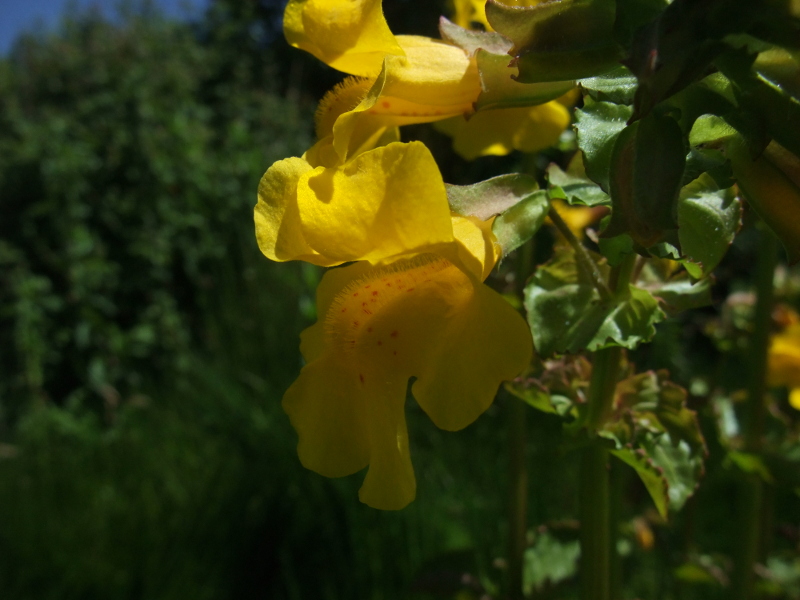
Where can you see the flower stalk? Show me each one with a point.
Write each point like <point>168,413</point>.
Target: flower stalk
<point>518,473</point>
<point>594,496</point>
<point>751,492</point>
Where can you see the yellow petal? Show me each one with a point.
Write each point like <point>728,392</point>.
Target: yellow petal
<point>349,35</point>
<point>385,202</point>
<point>435,81</point>
<point>794,398</point>
<point>276,214</point>
<point>420,316</point>
<point>312,339</point>
<point>577,218</point>
<point>329,415</point>
<point>498,132</point>
<point>477,251</point>
<point>390,483</point>
<point>483,343</point>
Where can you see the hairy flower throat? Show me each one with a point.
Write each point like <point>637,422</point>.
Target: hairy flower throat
<point>371,314</point>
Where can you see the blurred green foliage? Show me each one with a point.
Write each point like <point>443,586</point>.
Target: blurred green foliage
<point>129,156</point>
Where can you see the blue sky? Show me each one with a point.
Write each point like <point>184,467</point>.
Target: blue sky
<point>17,16</point>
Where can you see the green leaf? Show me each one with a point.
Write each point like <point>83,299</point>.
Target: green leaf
<point>519,223</point>
<point>771,186</point>
<point>750,463</point>
<point>682,467</point>
<point>471,41</point>
<point>647,166</point>
<point>549,561</point>
<point>707,160</point>
<point>617,86</point>
<point>500,90</point>
<point>775,109</point>
<point>556,41</point>
<point>681,293</point>
<point>633,14</point>
<point>566,314</point>
<point>575,189</point>
<point>492,196</point>
<point>598,126</point>
<point>616,249</point>
<point>533,394</point>
<point>708,219</point>
<point>652,477</point>
<point>651,419</point>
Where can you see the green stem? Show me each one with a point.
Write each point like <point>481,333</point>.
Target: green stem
<point>518,474</point>
<point>518,496</point>
<point>582,256</point>
<point>597,542</point>
<point>751,492</point>
<point>595,530</point>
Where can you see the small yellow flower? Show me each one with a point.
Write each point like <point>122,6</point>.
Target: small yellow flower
<point>498,132</point>
<point>409,79</point>
<point>784,362</point>
<point>424,315</point>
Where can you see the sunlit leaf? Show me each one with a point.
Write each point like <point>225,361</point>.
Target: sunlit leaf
<point>471,41</point>
<point>519,223</point>
<point>575,189</point>
<point>617,86</point>
<point>652,428</point>
<point>566,313</point>
<point>708,219</point>
<point>598,125</point>
<point>555,41</point>
<point>499,90</point>
<point>492,196</point>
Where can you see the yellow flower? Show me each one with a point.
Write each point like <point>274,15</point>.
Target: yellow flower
<point>499,131</point>
<point>410,79</point>
<point>784,362</point>
<point>373,207</point>
<point>468,13</point>
<point>424,315</point>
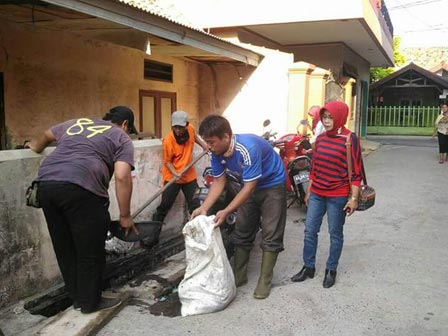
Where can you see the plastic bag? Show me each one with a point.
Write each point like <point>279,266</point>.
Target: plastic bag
<point>208,285</point>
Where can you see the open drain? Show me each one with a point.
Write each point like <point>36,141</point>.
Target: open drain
<point>167,305</point>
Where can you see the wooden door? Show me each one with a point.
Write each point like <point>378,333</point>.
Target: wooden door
<point>155,111</point>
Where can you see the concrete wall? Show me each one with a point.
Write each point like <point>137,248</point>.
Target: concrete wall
<point>53,76</point>
<point>248,96</point>
<point>27,262</point>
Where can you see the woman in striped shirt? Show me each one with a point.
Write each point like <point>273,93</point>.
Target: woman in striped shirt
<point>330,191</point>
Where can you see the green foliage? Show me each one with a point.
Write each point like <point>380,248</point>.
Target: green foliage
<point>377,73</point>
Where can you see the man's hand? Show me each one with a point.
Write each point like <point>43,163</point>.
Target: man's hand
<point>221,217</point>
<point>198,212</point>
<point>127,223</point>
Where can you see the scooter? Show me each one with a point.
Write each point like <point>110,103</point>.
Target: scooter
<point>232,187</point>
<point>294,150</point>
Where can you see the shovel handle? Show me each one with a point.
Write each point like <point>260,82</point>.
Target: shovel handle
<point>174,179</point>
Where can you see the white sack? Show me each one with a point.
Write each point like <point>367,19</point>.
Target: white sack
<point>208,285</point>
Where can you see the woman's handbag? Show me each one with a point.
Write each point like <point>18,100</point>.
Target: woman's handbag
<point>32,197</point>
<point>367,194</point>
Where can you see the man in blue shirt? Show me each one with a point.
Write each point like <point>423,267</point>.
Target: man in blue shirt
<point>261,201</point>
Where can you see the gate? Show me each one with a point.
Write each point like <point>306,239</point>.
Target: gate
<point>401,120</point>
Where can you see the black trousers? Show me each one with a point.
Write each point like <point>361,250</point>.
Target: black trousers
<point>170,194</point>
<point>265,209</point>
<point>443,142</point>
<point>78,221</point>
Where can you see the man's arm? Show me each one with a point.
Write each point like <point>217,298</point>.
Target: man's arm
<point>213,194</point>
<point>123,191</point>
<point>39,144</point>
<point>239,199</point>
<point>200,142</point>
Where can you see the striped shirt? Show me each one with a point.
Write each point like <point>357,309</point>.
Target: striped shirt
<point>329,169</point>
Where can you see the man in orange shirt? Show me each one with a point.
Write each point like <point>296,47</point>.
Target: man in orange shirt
<point>177,154</point>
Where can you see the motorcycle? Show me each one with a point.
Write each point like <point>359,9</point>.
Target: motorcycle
<point>294,150</point>
<point>232,187</point>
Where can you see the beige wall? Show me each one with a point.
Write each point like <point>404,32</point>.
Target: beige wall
<point>53,76</point>
<point>261,93</point>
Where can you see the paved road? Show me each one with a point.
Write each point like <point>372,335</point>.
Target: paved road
<point>416,141</point>
<point>392,276</point>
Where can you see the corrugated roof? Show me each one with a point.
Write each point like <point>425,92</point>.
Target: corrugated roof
<point>168,11</point>
<point>411,66</point>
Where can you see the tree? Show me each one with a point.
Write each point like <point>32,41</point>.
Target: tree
<point>377,73</point>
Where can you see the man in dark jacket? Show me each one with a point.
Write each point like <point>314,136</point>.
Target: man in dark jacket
<point>73,184</point>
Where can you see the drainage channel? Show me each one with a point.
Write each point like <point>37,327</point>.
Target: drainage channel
<point>119,270</point>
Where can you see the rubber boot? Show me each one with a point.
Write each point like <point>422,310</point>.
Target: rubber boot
<point>267,271</point>
<point>240,261</point>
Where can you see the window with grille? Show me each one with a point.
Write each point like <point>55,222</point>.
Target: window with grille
<point>158,71</point>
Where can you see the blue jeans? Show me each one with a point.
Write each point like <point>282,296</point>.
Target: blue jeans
<point>317,206</point>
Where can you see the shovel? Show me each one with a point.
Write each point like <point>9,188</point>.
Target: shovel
<point>148,230</point>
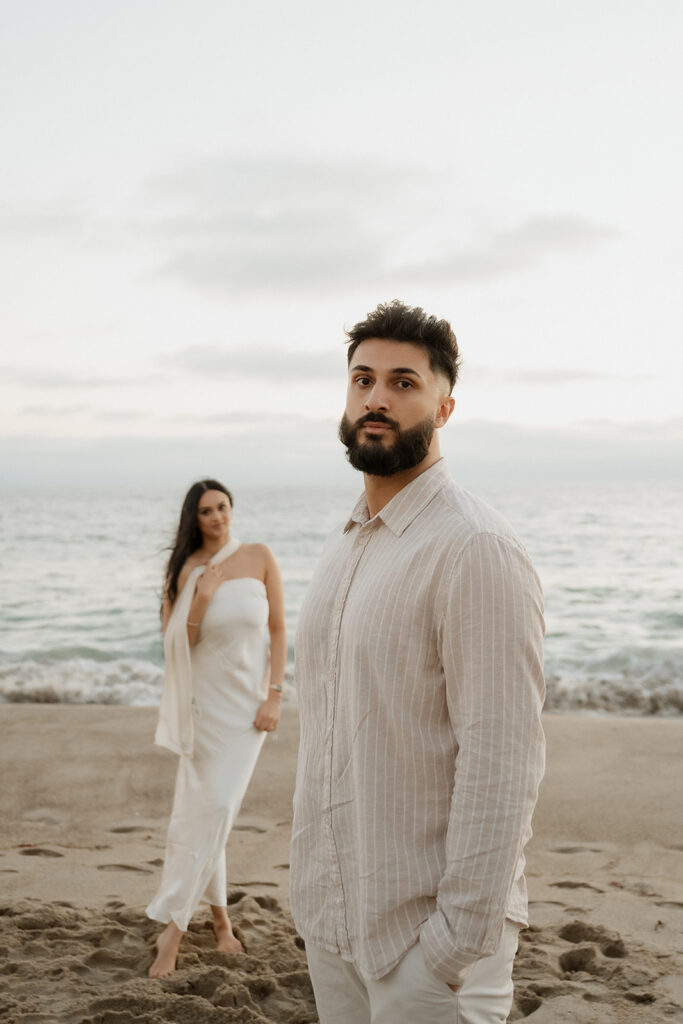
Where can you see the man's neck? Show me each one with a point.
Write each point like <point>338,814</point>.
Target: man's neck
<point>380,489</point>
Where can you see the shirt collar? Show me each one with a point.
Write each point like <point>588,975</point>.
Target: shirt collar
<point>408,504</point>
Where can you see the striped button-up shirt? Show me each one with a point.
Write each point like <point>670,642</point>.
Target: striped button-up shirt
<point>419,668</point>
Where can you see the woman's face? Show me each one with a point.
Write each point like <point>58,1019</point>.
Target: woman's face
<point>213,515</point>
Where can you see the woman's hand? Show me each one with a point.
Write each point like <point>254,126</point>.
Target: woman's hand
<point>208,583</point>
<point>268,715</point>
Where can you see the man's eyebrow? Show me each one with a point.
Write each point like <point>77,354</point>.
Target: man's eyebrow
<point>396,370</point>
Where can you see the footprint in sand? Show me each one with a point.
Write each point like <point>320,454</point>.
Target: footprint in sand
<point>575,885</point>
<point>579,931</point>
<point>577,849</point>
<point>123,867</point>
<point>39,851</point>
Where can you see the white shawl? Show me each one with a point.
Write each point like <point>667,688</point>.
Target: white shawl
<point>175,728</point>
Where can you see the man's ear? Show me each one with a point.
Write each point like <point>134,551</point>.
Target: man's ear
<point>443,411</point>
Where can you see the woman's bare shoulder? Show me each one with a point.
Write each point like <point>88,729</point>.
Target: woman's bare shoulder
<point>190,563</point>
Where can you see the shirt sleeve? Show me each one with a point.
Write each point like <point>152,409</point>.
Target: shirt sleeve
<point>492,651</point>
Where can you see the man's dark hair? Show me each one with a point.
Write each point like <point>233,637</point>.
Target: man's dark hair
<point>396,322</point>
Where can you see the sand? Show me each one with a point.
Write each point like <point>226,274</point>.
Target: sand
<point>85,799</point>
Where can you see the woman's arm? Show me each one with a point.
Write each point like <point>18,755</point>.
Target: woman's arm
<point>268,714</point>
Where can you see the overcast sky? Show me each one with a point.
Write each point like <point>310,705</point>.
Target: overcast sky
<point>197,198</point>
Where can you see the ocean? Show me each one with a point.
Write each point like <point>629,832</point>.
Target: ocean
<point>81,579</point>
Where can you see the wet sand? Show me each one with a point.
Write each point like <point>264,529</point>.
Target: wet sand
<point>84,805</point>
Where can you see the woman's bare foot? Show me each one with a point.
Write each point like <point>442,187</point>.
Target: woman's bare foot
<point>222,927</point>
<point>167,951</point>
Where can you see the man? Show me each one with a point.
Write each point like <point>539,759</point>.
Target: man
<point>420,681</point>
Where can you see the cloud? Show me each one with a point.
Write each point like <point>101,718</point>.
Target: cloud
<point>553,377</point>
<point>259,363</point>
<point>52,379</point>
<point>50,411</point>
<point>276,225</point>
<point>510,251</point>
<point>58,218</point>
<point>303,452</point>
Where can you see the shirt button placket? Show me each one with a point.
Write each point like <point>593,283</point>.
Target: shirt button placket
<point>339,908</point>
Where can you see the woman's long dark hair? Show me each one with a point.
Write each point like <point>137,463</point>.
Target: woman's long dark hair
<point>188,537</point>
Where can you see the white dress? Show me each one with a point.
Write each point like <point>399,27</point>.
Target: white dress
<point>228,670</point>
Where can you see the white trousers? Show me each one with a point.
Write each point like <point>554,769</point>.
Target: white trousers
<point>411,992</point>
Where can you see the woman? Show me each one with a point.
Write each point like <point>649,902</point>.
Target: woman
<point>221,695</point>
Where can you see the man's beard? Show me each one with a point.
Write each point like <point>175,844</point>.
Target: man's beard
<point>373,457</point>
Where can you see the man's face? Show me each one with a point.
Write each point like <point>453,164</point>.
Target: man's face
<point>393,402</point>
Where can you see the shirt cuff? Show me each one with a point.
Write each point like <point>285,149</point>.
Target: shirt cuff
<point>443,960</point>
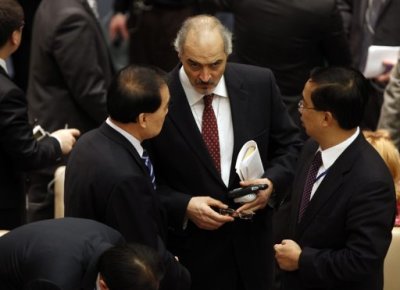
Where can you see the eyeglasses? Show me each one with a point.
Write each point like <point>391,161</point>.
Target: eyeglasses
<point>301,107</point>
<point>244,215</point>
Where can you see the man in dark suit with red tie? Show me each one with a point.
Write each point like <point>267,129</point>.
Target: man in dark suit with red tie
<point>194,176</point>
<point>342,207</point>
<point>69,74</point>
<point>109,177</point>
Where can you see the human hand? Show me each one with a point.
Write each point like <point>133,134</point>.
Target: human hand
<point>67,138</point>
<point>118,26</point>
<point>200,212</point>
<point>262,195</point>
<point>287,254</point>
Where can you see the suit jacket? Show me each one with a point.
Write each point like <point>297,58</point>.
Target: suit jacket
<point>346,230</point>
<point>106,180</point>
<point>70,67</point>
<point>19,151</point>
<point>62,251</point>
<point>386,30</point>
<point>184,165</point>
<point>288,37</point>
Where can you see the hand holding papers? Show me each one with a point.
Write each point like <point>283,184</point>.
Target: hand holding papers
<point>248,166</point>
<point>376,56</point>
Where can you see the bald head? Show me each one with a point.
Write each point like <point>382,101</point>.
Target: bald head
<point>203,31</point>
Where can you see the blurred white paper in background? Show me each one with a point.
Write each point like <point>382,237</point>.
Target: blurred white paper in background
<point>376,55</point>
<point>248,164</point>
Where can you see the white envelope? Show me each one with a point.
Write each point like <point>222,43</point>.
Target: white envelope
<point>376,55</point>
<point>248,164</point>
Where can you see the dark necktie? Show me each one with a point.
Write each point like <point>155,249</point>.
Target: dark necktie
<point>149,165</point>
<point>311,176</point>
<point>209,130</point>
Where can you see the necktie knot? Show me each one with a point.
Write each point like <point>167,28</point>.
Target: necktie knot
<point>209,130</point>
<point>149,165</point>
<point>311,177</point>
<point>208,100</point>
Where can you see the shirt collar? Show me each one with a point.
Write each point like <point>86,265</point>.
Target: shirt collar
<point>192,95</point>
<point>330,155</point>
<point>3,64</point>
<point>135,142</point>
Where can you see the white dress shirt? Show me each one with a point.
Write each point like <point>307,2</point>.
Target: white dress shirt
<point>222,110</point>
<point>329,156</point>
<point>135,142</point>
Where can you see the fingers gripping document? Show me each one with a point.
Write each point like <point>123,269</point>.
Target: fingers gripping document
<point>248,166</point>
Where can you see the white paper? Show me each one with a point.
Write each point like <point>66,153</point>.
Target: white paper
<point>249,166</point>
<point>376,55</point>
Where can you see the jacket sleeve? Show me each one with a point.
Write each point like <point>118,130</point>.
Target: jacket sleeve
<point>17,140</point>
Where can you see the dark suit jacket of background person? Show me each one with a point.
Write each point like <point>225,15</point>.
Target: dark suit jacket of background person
<point>18,152</point>
<point>345,231</point>
<point>70,72</point>
<point>63,251</point>
<point>183,163</point>
<point>106,180</point>
<point>288,37</point>
<point>70,67</point>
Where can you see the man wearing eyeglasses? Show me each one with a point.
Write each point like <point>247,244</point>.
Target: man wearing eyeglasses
<point>222,252</point>
<point>343,199</point>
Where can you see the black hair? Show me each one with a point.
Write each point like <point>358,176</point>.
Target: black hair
<point>131,267</point>
<point>135,90</point>
<point>342,91</point>
<point>11,19</point>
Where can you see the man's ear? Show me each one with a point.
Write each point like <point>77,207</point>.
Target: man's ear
<point>328,118</point>
<point>142,120</point>
<point>102,283</point>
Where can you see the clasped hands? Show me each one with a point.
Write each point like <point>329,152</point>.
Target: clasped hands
<point>201,209</point>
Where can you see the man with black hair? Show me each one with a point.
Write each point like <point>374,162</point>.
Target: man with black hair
<point>19,151</point>
<point>76,251</point>
<point>343,199</point>
<point>109,177</point>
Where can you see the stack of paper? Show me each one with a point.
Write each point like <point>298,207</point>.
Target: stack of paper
<point>376,56</point>
<point>248,164</point>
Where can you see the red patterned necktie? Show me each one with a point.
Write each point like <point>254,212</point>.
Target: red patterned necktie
<point>312,174</point>
<point>209,130</point>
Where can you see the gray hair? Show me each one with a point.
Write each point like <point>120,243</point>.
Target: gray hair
<point>203,23</point>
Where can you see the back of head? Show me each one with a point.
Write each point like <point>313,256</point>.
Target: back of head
<point>342,91</point>
<point>131,267</point>
<point>382,142</point>
<point>135,90</point>
<point>201,25</point>
<point>11,19</point>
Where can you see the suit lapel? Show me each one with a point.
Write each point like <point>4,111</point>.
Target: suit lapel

====================

What you will do — Express the lines above as a JSON list of strings, one string per line with blank lines omitted. Begin at the line that contains "Where can you see the man's arm?" and stop after the line that contains "<point>73,184</point>".

Response to this exercise —
[
  "Where can you see the man's arm? Show me each one with a point.",
  "Write each point like <point>217,298</point>.",
  "Target: man's arm",
  "<point>213,194</point>",
  "<point>123,191</point>",
  "<point>39,144</point>",
  "<point>239,199</point>",
  "<point>200,142</point>",
  "Where can you see the striped shirt? Show me each one with a point.",
  "Write each point like <point>357,309</point>.",
  "Target: striped shirt",
  "<point>329,169</point>",
  "Where can you see the man in orange shirt? Show me each one with a point.",
  "Write each point like <point>296,47</point>.",
  "Target: man in orange shirt",
  "<point>177,154</point>",
  "Where can you see the motorcycle? Show me each one with a point.",
  "Write each point like <point>359,9</point>.",
  "Target: motorcycle",
  "<point>294,150</point>",
  "<point>232,187</point>",
  "Where can you see the beige wall? Show me each one with a point.",
  "Write each point like <point>404,32</point>.",
  "Target: beige wall",
  "<point>53,76</point>",
  "<point>261,93</point>",
  "Where can you see the paved road? Show me each one with a point.",
  "Write each point like <point>372,335</point>.",
  "Target: paved road",
  "<point>416,141</point>",
  "<point>392,276</point>",
  "Where can you see the corrugated roof? Show me each one with a point.",
  "Write each point like <point>425,92</point>.",
  "Target: corrugated roof",
  "<point>168,11</point>",
  "<point>411,66</point>",
  "Where can you see the tree? Show me each one with a point.",
  "Write each point like <point>32,41</point>.",
  "Target: tree",
  "<point>377,73</point>",
  "Where can you see the man in dark jacket? Show me each one with a point.",
  "Write each point like <point>314,136</point>.",
  "Target: man in dark jacket",
  "<point>73,184</point>"
]